● **Data listing**
⟨
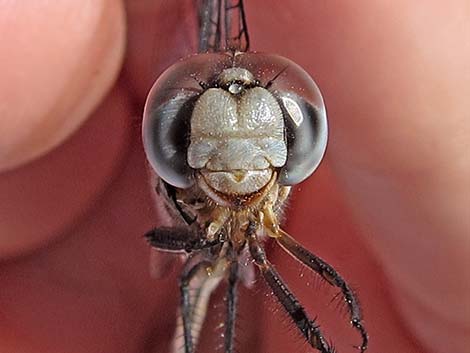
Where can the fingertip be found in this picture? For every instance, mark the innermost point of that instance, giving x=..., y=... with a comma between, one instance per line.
x=62, y=59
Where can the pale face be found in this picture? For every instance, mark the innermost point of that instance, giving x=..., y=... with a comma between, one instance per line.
x=237, y=135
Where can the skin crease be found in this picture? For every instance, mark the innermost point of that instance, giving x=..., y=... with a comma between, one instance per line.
x=388, y=207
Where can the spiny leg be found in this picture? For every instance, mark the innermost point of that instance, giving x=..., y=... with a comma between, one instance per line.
x=187, y=276
x=231, y=306
x=329, y=274
x=287, y=299
x=178, y=239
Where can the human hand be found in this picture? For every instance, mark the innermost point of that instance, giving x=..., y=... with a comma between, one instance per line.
x=74, y=275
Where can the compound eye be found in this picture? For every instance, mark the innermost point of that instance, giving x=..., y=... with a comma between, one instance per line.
x=307, y=136
x=166, y=136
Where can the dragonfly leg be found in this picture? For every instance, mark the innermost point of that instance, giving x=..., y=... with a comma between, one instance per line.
x=330, y=275
x=231, y=306
x=308, y=327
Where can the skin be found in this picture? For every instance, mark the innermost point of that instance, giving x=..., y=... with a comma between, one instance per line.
x=388, y=208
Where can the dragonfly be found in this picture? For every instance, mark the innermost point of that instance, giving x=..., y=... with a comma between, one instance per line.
x=227, y=133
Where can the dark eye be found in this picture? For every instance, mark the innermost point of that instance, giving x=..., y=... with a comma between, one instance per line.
x=307, y=136
x=165, y=137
⟩
● **Task directions**
Please quote exactly the lines from the one containing "Where can the dark" through the last line of the records above, both included, and nothing else.

● **Task result**
Where can the dark eye be found in this picture? For every instance, mark the innermost point of that instance, giving x=..., y=... with a comma between, one instance per line.
x=307, y=136
x=165, y=137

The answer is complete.